* Task requirements:
1. Reproduce word for word the stretch of the Pwnd Passwords thread from "The other way" through "that much information?".
2. According to the Pwnd Passwords thread, why is checking passwords through the API a tradeoff for security rather than a pure gain?
* Start Text segment *
Feature: Pwnd Passwords Support

yamikuronue commented 6 years ago

Integrate with Pwnd Passwords.

Bluenaxela commented 6 years ago

If you mean using the API, I will note that it's not all positive for security to use it. It's a tradeoff. On one hand it prevents common or publicly leaked passwords from being used, but has the downside that it exposes 20 bits (about 3-4 characters) worth of password entropy to a third party. If one assumes the third party to be compromised/untrusted, this potentially makes a password which is not found to be vulnerable about 1048576 times faster to brute-force crack if the account it corresponded to was also known or easily guessable from account creation timing. It may be that this tradeoff could be considered worthwhile... but... 20 bits is a lot of lost entropy if one assumes the worst in terms of the worst case of a breach of the third party. Personally I think the tradeoff is most likely a win in the case of most users, but disclosing 20 bits of password entropy to a third party is a big enough deal that I tend to think it may be ethically questionable to use it without giving notice to users, but accurately conveying such notice in a way that gives a fair representation of the tradeoff is... not exactly user friendly... though maybe it's good enough to have a tiny "Passwords checked with Pwnd Passwords" little text thing with link to the site for more information.

The other way to use it, is by storing a copy of the database locally. In this case, there is (almost) only upside to the security, no downside.... except that the database is huge, taking quite a chunk of disk space wherever it's installed.

AccaliaDeElementia commented 6 years ago

@Bluenaxela

does the first five characters of the SHA1 hash really leak that much information?

https://haveibeenpwned.com/API/v2#SearchingPwnedPasswordsByRange

As i understand it it should be theoretically "impossible" to get from the first five characters of the SHA1 hash to the password that was hashed, and if a third party knew the first six characters they would at best be able to eliminate 600ish of the brazilliand and seven different passwords that would hash to that prefix.

Or am i misunderstanding where the entropy leak is coming from?

Bluenaxela commented 6 years ago

@AccaliaDeElementia

5 characters of the (hex encoded) SHA1 hash is by definition 20 bits of entropy and is what I'm referring to.

Directly getting the password back from the first five characters of the SHA1 hash is not directly feasible no, but your estimate of how it impacts brute force guessing is incorrect. It doesn't eliminate "600ish of the brazilliand and seven". It eliminates literally ~99.9999% of possible password guesses, or to put another way, eliminates in the ballpark of 999999 out of every 1000000 passwords. A brute forcing system could check the SHA1 of possible guesses in no time flat, before attempting to use the comparatively very very few remaining guesses to do an actual login to the site.
* End Text segment *
* Start Record extracts *
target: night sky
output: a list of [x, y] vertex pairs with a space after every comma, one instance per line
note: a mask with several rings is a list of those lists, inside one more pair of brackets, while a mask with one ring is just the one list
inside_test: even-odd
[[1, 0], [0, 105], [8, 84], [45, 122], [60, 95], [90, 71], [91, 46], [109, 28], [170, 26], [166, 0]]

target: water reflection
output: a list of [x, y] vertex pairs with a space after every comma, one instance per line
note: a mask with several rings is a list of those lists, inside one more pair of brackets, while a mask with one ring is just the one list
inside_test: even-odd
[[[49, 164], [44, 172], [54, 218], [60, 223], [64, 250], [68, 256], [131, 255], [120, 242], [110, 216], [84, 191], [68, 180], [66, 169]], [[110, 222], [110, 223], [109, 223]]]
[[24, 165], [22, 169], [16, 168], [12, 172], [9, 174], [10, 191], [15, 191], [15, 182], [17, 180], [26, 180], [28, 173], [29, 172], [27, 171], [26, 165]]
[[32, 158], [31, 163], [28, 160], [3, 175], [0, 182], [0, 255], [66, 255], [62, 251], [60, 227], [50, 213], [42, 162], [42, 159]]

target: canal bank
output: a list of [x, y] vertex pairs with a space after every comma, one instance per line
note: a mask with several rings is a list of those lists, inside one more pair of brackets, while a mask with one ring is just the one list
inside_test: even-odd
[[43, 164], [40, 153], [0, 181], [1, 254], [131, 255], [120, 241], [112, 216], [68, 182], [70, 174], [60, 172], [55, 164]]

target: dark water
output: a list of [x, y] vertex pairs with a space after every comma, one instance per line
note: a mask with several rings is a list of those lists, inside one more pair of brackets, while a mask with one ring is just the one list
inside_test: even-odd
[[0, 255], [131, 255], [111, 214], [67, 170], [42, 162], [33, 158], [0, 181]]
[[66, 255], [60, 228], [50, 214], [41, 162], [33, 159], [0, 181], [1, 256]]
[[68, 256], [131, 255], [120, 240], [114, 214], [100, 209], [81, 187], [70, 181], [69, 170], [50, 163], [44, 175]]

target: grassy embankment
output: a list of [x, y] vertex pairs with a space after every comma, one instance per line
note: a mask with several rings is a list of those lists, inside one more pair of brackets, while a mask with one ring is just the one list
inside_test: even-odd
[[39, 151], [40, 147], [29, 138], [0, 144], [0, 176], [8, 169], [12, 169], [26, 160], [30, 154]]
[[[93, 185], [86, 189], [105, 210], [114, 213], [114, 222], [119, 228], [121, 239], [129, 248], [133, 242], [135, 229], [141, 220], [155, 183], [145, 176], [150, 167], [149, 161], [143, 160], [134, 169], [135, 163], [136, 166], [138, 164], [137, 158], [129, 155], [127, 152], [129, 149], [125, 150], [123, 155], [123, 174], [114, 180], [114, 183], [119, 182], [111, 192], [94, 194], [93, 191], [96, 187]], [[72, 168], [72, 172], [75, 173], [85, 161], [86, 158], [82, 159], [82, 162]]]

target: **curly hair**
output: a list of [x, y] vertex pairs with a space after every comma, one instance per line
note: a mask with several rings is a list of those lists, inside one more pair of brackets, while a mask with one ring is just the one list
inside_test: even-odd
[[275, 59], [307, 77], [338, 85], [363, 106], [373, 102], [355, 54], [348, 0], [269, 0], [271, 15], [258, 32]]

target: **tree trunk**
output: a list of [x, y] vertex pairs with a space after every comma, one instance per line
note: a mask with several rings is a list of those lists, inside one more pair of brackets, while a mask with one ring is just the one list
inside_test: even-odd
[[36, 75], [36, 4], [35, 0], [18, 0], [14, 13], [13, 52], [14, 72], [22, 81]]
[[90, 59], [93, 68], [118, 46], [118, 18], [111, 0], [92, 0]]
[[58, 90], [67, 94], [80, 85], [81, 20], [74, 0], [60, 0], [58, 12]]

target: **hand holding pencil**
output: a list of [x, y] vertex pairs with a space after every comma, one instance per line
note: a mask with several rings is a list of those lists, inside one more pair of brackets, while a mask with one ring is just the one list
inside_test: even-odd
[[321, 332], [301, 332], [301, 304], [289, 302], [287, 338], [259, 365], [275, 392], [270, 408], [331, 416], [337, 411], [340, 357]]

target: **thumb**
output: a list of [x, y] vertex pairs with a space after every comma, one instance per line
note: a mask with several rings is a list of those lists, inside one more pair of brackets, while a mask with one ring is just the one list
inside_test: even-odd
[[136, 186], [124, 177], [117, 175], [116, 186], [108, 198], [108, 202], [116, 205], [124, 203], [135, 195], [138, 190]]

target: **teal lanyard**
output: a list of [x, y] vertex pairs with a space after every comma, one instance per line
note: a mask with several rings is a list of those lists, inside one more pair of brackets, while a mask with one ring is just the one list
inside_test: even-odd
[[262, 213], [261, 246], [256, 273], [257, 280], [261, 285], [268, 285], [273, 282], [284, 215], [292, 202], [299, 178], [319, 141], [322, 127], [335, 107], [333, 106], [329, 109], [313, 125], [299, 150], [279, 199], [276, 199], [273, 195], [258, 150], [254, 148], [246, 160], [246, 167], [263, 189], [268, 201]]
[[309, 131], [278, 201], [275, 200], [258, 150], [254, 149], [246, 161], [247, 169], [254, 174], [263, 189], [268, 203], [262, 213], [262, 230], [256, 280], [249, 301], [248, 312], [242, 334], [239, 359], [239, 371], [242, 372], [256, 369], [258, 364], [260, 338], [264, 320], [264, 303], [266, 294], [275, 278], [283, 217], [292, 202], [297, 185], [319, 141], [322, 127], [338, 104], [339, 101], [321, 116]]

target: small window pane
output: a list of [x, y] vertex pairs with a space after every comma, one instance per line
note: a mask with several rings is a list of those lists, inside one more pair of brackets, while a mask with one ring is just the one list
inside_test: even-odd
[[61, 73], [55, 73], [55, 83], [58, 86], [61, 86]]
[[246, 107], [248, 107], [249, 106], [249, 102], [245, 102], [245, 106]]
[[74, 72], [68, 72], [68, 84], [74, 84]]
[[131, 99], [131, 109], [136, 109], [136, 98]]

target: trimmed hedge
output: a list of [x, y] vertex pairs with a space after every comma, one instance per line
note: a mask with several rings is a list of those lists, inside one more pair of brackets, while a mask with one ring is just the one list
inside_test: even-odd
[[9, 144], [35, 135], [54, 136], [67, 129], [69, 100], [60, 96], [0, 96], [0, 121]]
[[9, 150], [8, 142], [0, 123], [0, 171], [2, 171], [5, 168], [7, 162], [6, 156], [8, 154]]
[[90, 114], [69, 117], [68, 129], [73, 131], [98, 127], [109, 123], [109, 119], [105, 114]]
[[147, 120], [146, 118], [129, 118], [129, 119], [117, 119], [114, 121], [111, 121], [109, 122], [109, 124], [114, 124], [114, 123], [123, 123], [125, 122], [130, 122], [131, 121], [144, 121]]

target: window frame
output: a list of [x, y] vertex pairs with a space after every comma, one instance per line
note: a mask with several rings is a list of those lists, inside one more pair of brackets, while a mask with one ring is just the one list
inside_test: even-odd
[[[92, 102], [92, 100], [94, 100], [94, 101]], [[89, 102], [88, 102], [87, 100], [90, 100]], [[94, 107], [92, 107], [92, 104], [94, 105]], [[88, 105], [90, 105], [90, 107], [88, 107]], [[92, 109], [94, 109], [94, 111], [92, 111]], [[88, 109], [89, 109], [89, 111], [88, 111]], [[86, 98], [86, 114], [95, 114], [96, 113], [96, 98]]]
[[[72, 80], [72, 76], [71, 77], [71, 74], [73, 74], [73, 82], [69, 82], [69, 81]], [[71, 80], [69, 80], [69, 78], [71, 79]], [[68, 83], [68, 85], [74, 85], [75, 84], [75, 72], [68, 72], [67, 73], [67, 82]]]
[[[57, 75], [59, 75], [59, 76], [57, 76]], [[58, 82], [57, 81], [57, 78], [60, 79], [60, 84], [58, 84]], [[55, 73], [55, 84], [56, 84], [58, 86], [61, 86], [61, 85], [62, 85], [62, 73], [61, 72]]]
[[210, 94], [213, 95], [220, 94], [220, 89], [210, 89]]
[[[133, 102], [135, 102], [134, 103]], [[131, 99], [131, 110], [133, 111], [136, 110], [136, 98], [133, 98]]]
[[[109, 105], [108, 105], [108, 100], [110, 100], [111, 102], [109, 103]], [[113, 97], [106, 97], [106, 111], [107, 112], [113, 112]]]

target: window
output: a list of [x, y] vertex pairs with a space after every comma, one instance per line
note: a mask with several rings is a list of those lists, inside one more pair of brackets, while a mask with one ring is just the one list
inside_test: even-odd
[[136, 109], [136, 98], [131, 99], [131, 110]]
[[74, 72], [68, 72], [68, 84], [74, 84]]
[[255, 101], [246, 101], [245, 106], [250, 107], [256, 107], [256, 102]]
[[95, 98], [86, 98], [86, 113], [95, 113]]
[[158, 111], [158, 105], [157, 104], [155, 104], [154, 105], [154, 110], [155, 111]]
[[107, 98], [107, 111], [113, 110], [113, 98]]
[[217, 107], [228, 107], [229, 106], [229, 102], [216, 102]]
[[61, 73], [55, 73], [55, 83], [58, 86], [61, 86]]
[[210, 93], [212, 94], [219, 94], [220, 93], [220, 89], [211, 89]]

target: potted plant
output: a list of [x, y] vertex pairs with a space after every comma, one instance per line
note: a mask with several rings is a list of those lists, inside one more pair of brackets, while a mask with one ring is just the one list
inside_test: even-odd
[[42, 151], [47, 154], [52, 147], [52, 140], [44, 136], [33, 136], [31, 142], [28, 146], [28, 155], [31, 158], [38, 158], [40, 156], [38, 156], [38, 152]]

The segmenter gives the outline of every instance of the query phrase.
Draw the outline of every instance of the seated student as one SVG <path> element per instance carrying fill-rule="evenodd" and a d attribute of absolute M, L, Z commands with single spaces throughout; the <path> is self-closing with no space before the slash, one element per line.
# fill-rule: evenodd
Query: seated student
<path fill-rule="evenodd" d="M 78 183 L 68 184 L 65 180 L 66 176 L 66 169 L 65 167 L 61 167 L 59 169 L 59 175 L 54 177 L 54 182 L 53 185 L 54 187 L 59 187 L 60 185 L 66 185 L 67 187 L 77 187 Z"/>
* End Record extracts *
* Results for the exercise:
1.
The other way to use it, is by storing a copy of the database locally. In this case, there is (almost) only upside to the security, no downside.... except that the database is huge, taking quite a chunk of disk space wherever it's installed.

AccaliaDeElementia commented 6 years ago

@Bluenaxela

does the first five characters of the SHA1 hash really leak that much information?

2. Using the API keeps common or publicly leaked passwords from being used, but it exposes 20 bits of password entropy to a third party. If that third party is compromised or untrusted, a password that is not found could become about 1048576 times faster to brute-force crack when its account is known or easily guessable from account creation timing.